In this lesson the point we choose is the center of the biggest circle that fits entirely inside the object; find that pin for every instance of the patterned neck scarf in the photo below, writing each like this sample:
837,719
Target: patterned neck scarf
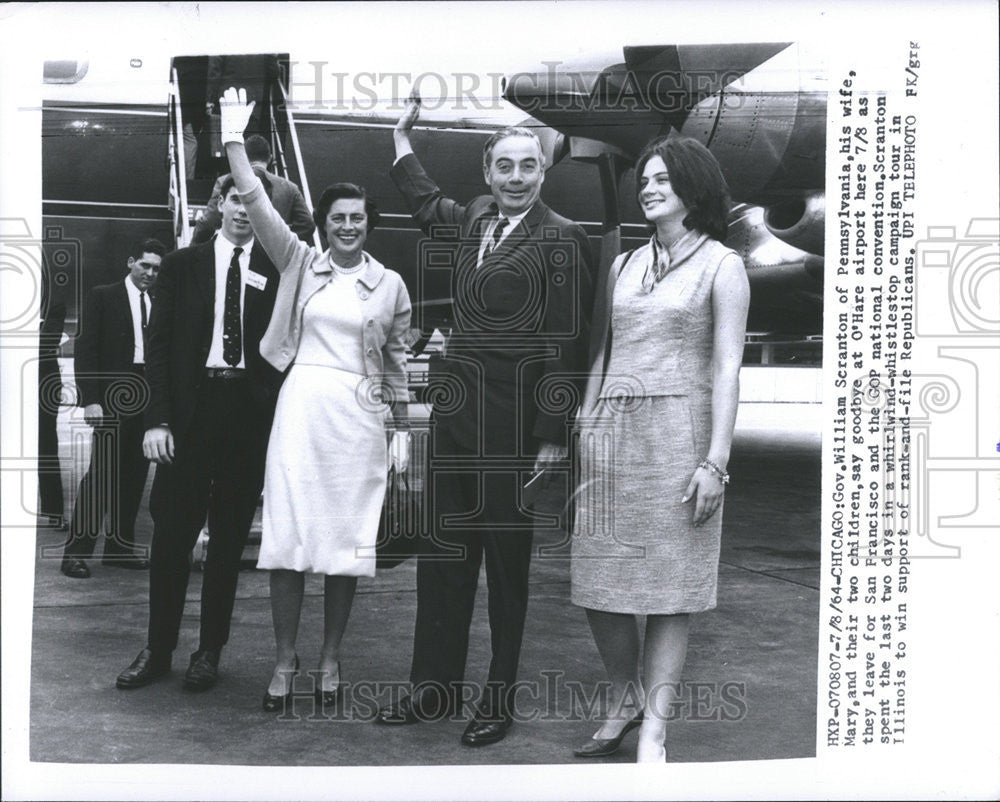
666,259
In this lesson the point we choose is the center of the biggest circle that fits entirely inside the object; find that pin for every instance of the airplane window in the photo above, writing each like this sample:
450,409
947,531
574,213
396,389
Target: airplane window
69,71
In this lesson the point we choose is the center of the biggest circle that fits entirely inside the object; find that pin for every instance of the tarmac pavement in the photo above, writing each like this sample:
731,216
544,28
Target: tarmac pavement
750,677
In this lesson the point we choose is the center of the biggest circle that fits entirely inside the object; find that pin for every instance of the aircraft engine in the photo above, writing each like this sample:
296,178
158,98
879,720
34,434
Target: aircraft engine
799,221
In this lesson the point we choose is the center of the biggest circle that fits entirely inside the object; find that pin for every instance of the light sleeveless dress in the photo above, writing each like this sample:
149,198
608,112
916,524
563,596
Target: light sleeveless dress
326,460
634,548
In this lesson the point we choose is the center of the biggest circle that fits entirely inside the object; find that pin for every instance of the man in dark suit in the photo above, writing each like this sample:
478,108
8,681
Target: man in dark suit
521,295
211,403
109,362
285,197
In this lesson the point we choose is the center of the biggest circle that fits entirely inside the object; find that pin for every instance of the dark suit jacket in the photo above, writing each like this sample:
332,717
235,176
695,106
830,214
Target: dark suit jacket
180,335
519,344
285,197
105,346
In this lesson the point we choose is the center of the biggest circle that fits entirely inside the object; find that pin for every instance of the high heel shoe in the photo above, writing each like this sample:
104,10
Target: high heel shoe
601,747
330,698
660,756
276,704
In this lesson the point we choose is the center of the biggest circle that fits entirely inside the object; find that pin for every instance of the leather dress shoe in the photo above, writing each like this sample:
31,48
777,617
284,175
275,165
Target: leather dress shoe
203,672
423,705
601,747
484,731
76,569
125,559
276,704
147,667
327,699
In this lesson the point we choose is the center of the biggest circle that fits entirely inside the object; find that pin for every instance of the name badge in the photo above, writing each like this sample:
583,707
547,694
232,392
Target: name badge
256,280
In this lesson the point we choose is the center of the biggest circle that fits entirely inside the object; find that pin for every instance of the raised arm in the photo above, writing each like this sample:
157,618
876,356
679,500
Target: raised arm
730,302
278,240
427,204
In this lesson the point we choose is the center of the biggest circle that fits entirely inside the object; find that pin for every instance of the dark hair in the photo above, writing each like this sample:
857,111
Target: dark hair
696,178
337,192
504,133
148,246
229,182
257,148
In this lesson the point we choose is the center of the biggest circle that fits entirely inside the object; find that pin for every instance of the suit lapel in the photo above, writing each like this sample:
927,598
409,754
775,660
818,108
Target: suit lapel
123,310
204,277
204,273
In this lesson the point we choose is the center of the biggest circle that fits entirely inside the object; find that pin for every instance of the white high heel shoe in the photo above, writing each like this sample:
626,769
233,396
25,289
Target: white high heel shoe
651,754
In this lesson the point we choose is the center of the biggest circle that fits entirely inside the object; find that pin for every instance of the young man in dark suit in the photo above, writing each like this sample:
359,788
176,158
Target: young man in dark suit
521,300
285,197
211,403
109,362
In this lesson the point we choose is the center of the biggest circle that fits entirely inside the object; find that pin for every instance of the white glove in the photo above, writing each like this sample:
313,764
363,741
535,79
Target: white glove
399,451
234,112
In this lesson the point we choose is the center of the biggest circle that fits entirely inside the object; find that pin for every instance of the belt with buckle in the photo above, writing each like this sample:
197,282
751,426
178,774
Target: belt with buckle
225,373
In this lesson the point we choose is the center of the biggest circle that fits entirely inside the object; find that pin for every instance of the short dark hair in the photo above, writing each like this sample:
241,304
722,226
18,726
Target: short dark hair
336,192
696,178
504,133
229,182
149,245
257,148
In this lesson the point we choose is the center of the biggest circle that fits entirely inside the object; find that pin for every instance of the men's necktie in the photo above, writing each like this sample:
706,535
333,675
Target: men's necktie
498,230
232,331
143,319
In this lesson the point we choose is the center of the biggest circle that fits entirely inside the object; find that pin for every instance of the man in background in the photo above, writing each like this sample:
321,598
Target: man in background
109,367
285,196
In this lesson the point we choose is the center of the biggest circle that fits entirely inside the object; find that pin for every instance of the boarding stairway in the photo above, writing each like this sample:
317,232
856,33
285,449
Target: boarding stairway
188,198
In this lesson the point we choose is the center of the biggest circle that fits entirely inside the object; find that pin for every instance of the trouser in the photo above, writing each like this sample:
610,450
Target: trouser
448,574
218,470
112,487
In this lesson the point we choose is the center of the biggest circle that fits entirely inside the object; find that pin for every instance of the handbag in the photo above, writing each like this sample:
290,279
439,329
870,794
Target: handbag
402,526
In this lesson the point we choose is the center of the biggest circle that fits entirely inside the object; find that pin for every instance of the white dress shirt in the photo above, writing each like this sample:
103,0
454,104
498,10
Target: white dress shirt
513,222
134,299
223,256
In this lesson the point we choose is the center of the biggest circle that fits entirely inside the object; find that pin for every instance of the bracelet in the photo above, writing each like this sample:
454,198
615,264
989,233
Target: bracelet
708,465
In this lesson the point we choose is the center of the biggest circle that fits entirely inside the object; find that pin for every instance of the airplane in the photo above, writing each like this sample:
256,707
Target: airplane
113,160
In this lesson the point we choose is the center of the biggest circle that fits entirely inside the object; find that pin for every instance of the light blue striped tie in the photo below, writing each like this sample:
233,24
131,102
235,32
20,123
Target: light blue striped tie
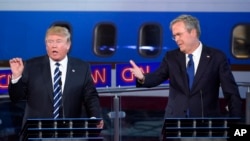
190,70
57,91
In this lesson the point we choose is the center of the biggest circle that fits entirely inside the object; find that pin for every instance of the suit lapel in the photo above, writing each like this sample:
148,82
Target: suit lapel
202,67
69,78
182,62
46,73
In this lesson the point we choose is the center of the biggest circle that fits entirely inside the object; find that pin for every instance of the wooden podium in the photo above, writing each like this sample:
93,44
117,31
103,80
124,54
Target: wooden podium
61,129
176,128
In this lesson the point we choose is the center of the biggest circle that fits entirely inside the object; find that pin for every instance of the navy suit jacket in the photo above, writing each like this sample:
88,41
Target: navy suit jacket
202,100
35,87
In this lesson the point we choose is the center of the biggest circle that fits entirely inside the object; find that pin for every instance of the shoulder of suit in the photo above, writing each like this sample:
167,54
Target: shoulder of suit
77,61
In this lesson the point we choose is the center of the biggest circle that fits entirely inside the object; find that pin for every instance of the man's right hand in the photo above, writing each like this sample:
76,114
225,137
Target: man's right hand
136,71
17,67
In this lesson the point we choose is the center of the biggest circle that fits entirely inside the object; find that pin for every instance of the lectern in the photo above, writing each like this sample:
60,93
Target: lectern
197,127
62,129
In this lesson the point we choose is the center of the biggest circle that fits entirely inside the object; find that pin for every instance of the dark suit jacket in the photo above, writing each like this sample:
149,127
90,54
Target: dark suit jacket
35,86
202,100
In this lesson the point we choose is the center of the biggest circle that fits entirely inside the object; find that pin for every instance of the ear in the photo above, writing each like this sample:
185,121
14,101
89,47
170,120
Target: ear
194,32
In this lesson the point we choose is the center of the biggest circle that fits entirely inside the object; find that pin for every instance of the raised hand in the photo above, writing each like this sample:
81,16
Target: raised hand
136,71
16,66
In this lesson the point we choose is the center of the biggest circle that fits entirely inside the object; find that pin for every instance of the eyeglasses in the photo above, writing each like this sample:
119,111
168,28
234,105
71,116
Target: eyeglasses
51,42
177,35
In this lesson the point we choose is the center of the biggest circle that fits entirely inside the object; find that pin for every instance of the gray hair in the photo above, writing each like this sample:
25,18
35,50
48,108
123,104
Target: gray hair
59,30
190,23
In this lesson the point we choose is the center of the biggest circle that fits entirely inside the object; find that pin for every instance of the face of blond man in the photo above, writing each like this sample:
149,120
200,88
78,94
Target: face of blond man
###
# Required action:
Using the listing above, locate the lines that hold "face" and copy each one.

# Exercise solution:
In this lesson the point we choose is the center of the biggest circle that fits entirely inside the object; find that pin for every instance of the face of blond man in the photo above, writing each like this sample:
Target: face of blond man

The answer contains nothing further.